Passage to read:
* Begin *

At February 28, 2011, the Company has not yet achieved profitable
operations, had a working capital deficiency of $678,575 and has
accumulated losses of $16,704,027 since inception and expects to incur
further losses in the development of its business, all of which limits the
Company's ability to continue as a going concern. The Company has a need
for additional working capital to launch its blunt impact and electric 40mm
round products, meet its ongoing levels of corporate overhead and discharge
its liabilities as they come due.
In order to finance the continued development, the Company is working
towards raising of appropriate capital in the near future. During the year
ended November 30, 2009, the Company raised $197,000 through issue of
common shares and warrants. The Company further raised an additional
$1,673,300 net through the issue of 8,143,000 common shares and also
received $30,000 subscription for shares pending allotment during the year
ended November 30, 2010. The Company further received an additional
$150,000 subscription for shares pending allotment during the three month
period ended February 28, 2011.
While the Company has been successful in securing financings in the past,
there is no assurance that it will be able to do so in the future.
Accordingly, these financial statements do not give effect to adjustments,
if any, that would be necessary should the Company be unable to continue as
a going concern
The Company has incurred a loss of $ 329,377 during the three month period
ended February 28, 2011 primarily due to its research and development
activities. At February 28, 2011, the Company had an accumulated deficit
during the development stage of $16,704,027 which includes a non- cash
stock based compensation expense of $5,556,406 for issue of options and
warrants.
3. RESEARCH AND PRODUCT DEVELOPMENT
Research and Product Development costs, including acquired research and
product development costs, are charged against income in the period
incurred.
6
SECURITY DEVICES INTERNATIONAL, INC.
(A Development Stage Enterprise)
Condensed Notes to Interim Financial Statements
February 28, 2011
(Amounts expressed in US Dollars)
(Unaudited-Prepared by Management)
4. PLANT AND EQUIPMENT, NET
Plant and equipment are recorded at cost less accumulated depreciation.

* End *

Exercises:
1. Summarize the financial note in two sentences.
2. Revise the financial note from "Condensed Notes to" through "less accumulated depreciation.": begin at the words that have the first quotation and stop after the second, with "accumulated depreciation" changed to "accumulated amortization".
3. According to the financial note, how much did the Company lose during the three month period ended February 28, 2011?
Rely only on the financial note above, with no outside sources.

Provided records:
* Begin *

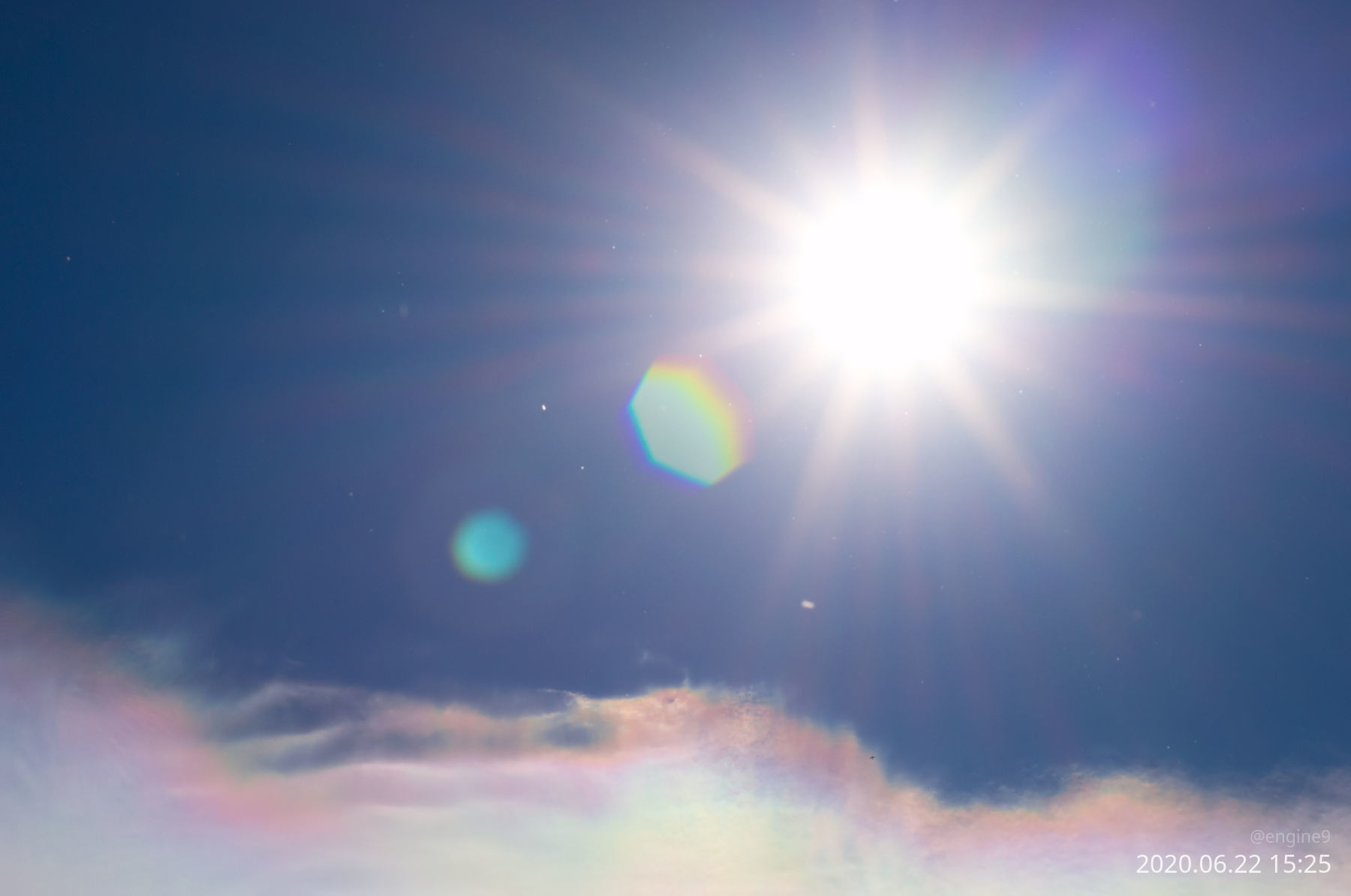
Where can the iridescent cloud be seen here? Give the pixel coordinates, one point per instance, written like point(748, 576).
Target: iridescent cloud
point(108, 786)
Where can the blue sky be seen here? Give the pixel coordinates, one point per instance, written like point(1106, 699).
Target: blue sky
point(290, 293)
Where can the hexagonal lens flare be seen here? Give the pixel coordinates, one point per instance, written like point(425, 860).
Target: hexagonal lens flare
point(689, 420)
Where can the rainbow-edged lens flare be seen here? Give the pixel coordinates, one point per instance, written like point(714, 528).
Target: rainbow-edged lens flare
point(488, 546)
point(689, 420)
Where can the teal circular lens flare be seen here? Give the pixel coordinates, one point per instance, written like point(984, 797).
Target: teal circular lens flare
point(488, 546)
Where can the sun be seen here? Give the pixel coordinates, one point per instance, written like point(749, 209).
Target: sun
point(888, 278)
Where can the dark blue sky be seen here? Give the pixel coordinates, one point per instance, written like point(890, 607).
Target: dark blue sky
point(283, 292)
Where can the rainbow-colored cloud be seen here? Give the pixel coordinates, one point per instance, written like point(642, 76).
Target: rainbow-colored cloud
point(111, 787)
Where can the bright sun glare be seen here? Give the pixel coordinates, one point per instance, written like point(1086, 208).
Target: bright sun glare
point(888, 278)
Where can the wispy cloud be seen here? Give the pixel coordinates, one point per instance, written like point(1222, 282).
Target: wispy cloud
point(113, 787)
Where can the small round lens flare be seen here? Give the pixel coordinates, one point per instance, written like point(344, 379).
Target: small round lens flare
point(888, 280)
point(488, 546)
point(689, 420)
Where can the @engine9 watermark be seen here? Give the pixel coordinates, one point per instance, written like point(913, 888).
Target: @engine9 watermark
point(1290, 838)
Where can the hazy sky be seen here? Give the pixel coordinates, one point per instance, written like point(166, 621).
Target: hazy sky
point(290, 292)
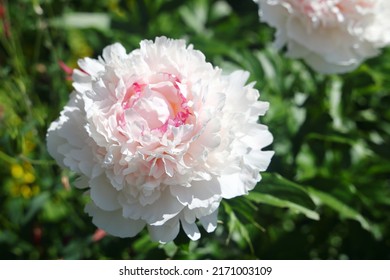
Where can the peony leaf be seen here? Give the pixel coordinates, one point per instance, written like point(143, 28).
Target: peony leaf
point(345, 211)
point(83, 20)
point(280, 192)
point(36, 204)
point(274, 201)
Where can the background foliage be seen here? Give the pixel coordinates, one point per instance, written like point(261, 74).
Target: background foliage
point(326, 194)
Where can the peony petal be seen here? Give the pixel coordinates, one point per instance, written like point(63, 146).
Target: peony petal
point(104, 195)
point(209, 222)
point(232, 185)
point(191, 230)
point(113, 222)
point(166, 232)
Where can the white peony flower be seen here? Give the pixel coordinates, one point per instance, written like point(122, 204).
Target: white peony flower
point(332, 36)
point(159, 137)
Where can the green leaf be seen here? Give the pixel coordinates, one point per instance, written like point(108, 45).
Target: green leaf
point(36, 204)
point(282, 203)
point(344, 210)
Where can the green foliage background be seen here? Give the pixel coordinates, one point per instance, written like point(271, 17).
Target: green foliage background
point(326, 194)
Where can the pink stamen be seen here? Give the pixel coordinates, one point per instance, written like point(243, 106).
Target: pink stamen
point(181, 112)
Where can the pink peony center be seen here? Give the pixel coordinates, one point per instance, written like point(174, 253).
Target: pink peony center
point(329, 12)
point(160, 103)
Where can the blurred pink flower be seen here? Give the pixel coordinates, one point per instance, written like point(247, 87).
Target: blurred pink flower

* End *

Replies:
1. As of February 28, 2011, the Company had not achieved profitable operations, had a working capital deficiency of $678,575, and had accumulated losses of $16,704,027 since inception, which limits its ability to continue as a going concern. It raised funds through share issues and subscriptions during 2009, 2010, and the three months ended February 28, 2011, but there is no assurance it will be able to secure financing in the future.

2.
Condensed Notes to Interim Financial Statements
February 28, 2011
(Amounts expressed in US Dollars)
(Unaudited-Prepared by Management)
4. PLANT AND EQUIPMENT, NET
Plant and equipment are recorded at cost less accumulated amortization.

3. $329,377.